§ The task: Transcribe the entries exactly as they stand below, passing over any picture.

§ Recorded data:
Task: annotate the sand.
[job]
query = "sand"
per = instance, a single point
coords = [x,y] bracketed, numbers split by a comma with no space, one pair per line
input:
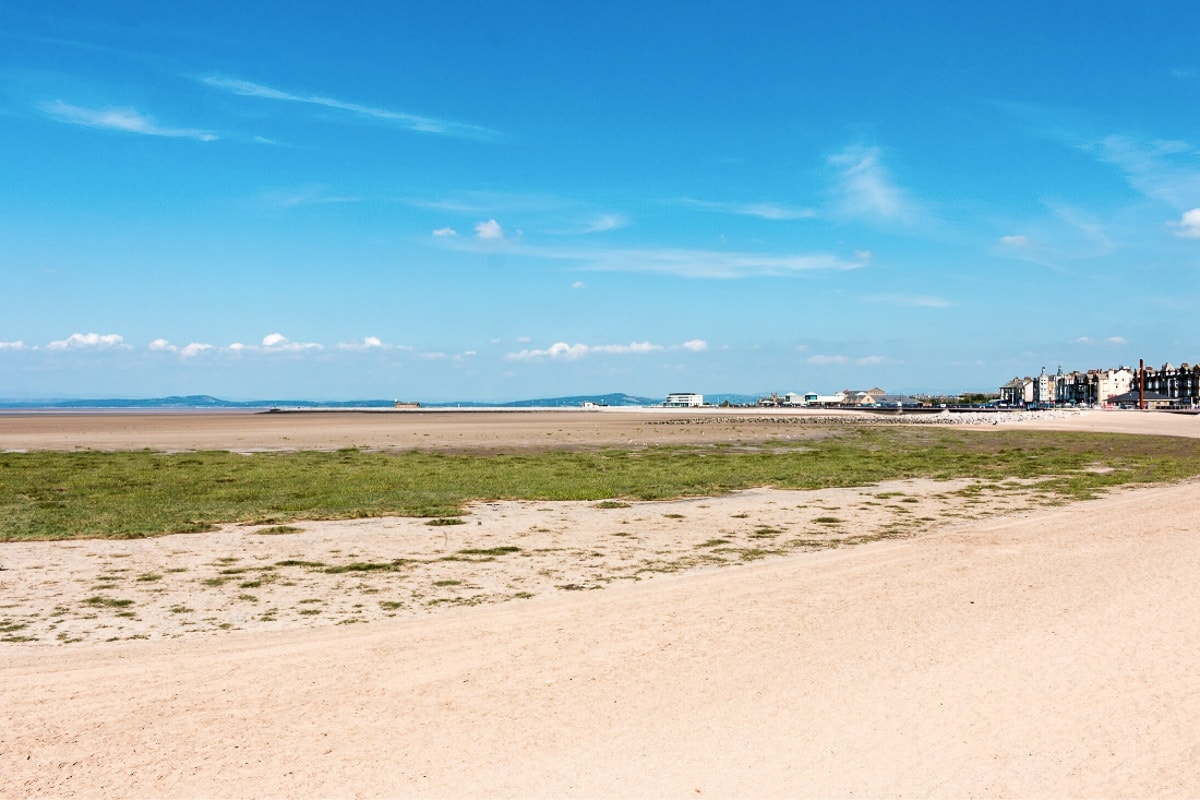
[1011,650]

§ Written solution:
Task: annotate the sand.
[job]
query = "sand"
per = instance, a single point
coords = [x,y] bracketed, numbers split by a comma with no space, one pair per line
input:
[1011,650]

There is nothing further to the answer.